• Stated exercise 1:
In the excerpt on train operating strategies, copy the stretch from "Table 2. Energy" through "applied firefly optimization method." word for word.
• Stated exercise 2:
According to the excerpt on train operating strategies, what do the red circles "∘" in Figure 17 indicate?
• Stated exercise 3:
Write what comes next in the excerpt on train operating strategies, picking up after its final line.

-- BEGIN Excerpt to read --

In addition, the implementation of the load distribution without a switch-off of the traction units results in an increased line efficiency of the traction unit. Despite the fact that the idle losses of the motors and inverters still affect the total energy losses, this technique results in a decreased total energy consumption (see Section 6).

6. The Influence of the Operating Strategy regarding the Optimized Driving Strategy

As already indicated in the velocity profiles in Figure 16, the applied operating strategy has an influence on the energy-optimal driving style. Especially for the drive cycle in the second segment, the energy-optimal velocity trajectories differ regarding the applied operating strategy. To underline this effect, Figure 17 presents the total energy consumption depending on different amounts of coasting. For this purpose, the total energy consumption was evaluated for different values of $b_c\in \left\{b_{c,min},1\right\}$ ($b_c=b_{c,min}:$ maximize coasting, $b_c=b_1:$ no coasting) for each station-to-station drive cycle.

Here, the red circles “∘” indicate a set of possible solutions resulting in an energy-optimized driving style (the global optimum only differs by minor energy values compared to the selected solution set). As there are several possible driving strategies optimizing the energy consumption, representative velocity profiles are depicted in Figure 18. The corresponding coasting parameters are marked by the black plus symbols “+” in Figure 17.

To show the potential energy savings, the optimized driving strategy for each operating strategy was evaluated. The total energy consumptions for all three operating strategies are stated in

Table 2. Energy savings due to energy-optimized operating strategies.

	Energy Consumption in kWh			Total Energy Savings in kWh		Total Energy Savings in %
Segment	Normal Operation	Traction-Unit Switch-Off	Load-Distribution Without Switch-Off	Normal vs. Switch-Off	Normal vs. Load-Dist.	Normal vs. Switch-Off	Normal vs. Load-Dist.
Station AB	902	852	901	$\approx 50$	$\approx 1$	$\approx 5.5$	$\approx 0$
Station BC	1080	1034	1065	$\approx 46$	$\approx 15$	$\approx 4$	$\approx 1.5$
Station CD	1158	1124	1139	$\approx 34$	$\approx 19$	$\approx 3$	$\approx 1.5$
Station DE	946	894	923	$\approx 52$	$\approx 23$	$\approx 5.5$	$\approx 2.5$
Total net energy	4086	3904	4029	≈182	$\approx 57$	$\approx 4.5$	$\approx 1.5$

. The corresponding optimal solutions $b_c^{*}$ and $p_v^{*}$ are summarized in

Table A3. Parameters for the applied firefly optimization method.

-- END Excerpt to read --
-- BEGIN Provided records --

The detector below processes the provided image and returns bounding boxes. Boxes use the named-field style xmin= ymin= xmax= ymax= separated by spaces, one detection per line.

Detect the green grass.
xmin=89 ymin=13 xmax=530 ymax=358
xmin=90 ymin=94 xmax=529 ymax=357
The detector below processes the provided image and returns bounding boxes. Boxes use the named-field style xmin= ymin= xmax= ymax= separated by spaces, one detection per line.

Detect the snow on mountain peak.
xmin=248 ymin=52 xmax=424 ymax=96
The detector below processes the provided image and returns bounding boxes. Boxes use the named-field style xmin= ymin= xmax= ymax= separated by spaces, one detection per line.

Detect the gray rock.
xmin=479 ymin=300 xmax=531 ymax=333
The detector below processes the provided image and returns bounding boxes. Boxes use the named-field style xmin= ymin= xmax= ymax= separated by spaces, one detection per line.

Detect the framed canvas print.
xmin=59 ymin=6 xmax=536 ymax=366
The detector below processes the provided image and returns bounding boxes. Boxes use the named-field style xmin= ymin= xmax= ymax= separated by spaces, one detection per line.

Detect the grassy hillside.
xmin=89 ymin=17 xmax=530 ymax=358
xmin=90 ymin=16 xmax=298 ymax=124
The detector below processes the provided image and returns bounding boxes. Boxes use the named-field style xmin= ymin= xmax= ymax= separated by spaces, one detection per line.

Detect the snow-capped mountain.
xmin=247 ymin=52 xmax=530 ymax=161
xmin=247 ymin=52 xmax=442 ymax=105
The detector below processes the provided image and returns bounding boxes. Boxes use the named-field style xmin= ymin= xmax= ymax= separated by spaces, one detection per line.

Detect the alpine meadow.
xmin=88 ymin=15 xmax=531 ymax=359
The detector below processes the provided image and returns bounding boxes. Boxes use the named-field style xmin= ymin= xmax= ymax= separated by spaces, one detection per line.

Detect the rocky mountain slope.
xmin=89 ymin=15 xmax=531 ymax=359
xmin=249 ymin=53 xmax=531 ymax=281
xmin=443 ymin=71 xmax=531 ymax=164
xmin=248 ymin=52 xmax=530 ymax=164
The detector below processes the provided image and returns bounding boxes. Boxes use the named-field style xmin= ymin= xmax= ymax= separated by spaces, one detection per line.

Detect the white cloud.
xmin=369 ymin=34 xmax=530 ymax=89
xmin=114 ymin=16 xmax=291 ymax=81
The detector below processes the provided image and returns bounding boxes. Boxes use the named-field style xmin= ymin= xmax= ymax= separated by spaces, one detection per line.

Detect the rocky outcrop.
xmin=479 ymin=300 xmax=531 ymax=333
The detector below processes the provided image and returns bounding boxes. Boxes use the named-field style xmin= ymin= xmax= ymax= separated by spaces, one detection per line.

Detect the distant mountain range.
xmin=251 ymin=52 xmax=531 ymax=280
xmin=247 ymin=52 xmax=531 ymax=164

-- END Provided records --

• Final result 1:
Table 2. Energy savings due to energy-optimized operating strategies.

	Energy Consumption in kWh			Total Energy Savings in kWh		Total Energy Savings in %
Segment	Normal Operation	Traction-Unit Switch-Off	Load-Distribution Without Switch-Off	Normal vs. Switch-Off	Normal vs. Load-Dist.	Normal vs. Switch-Off	Normal vs. Load-Dist.
Station AB	902	852	901	$\approx 50$	$\approx 1$	$\approx 5.5$	$\approx 0$
Station BC	1080	1034	1065	$\approx 46$	$\approx 15$	$\approx 4$	$\approx 1.5$
Station CD	1158	1124	1139	$\approx 34$	$\approx 19$	$\approx 3$	$\approx 1.5$
Station DE	946	894	923	$\approx 52$	$\approx 23$	$\approx 5.5$	$\approx 2.5$
Total net energy	4086	3904	4029	≈182	$\approx 57$	$\approx 4.5$	$\approx 1.5$

. The corresponding optimal solutions $b_c^{*}$ and $p_v^{*}$ are summarized in

Table A3. Parameters for the applied firefly optimization method.

• Final result 2:
They indicate a set of possible solutions that result in an energy-optimized driving style.

• Final result 3:
Description	Symbol	Value
Number of applied particles	$n_{FF}$	40
Number of iterations	$N_{max,ite}$	40
Optimal solutions for the advanced driving profiles
Optimal solutions for the normal operation
Section A-B
Parameter to define the maximum desired velocity	$p_{v,1}$	0.9161
Parameter to define the distance to apply coasting	$b_{c,1}$	0.8485
Section B-C
Parameter to define the maximum desired velocity	$p_{v,2}$	0.9941
Parameter to define the distance to apply coasting	$b_{c,2}$	0.5994
Section C-D
Parameter to define the maximum desired velocity	$p_{v,3}$	0.9980
Parameter to define the distance to apply coasting	$b_{c,3}$	0.6992
Section D-E
Parameter to define the maximum desired velocity	$p_{v,4}$	0.8613
Parameter to define the distance to apply coasting	$b_{c,4}$	1
Optimal solutions for the application of traction component switch-off
Section A-B
Parameter to define the maximum desired velocity	$p_{v,1}$	0.9199
Parameter to define the distance to apply coasting	$b_{c,1}$	0.8374
Section B-C
Parameter to define the maximum desired velocity	$p_{v,2}$	0.9160
Parameter to define the distance to apply coasting	$b_{c,2}$	0.7306
Section C-D
Parameter to define the maximum desired velocity	$p_{v,3}$	0.9746
Parameter to define the distance to apply coasting	$b_{c,3}$	0.7422
Section D-E
Parameter to define the maximum desired velocity	$p_{v,4}$	0.8613
Parameter to define the distance to apply coasting	$b_{c,4}$	0.9901
Optimal solutions for the application of load-distribution
Section A-B
Parameter to define the maximum desired velocity	$p_{v,1}$	0.9199
Parameter to define the distance to apply coasting	$b_{c,1}$	0.8374
Section B-C
Parameter to define the maximum desired velocity	$p_{v,2}$	0.9316
Parameter to define the distance to apply coasting	$b_{c,2}$	0.7143
Section C-D
Parameter to define the maximum desired velocity	$p_{v,3}$	0.9785
Parameter to define the distance to apply coasting	$b_{c,3}$	0.7361
Section D-E
Parameter to define the maximum desired velocity	$p_{v,4}$	0.8613
Parameter to define the distance to apply coasting	$b_{c,4}$	0.9901

.

Besides the energy savings based on the energy-optimal driving strategy, the load distribution strategies allow for additional energy savings of 1.5–4.5% for each total drive cycle.

This also suggests that the application of the load distribution techniques allows for a reduction of the coasting phases related to an avoidance of high-speed driving phases (e.g., in segment 2, the maximum velocity is reduced from $v_{max}=250$ km/h to $v_{max}\approx 220$ km/h). This also provides benefits in terms of mechanical wear and ambient noise as well as in-vehicle noise. Additionally, the decreased amount of acceleration is advantageous in terms of passenger comfort.

7. Conclusions and Outlook on Future Research

In this paper, energy-optimization strategies for railway vehicles were investigated that were based on two main pillars:

i.

An optimization regarding the energy-optimal driving strategy for railway vehicles was presented.

ii.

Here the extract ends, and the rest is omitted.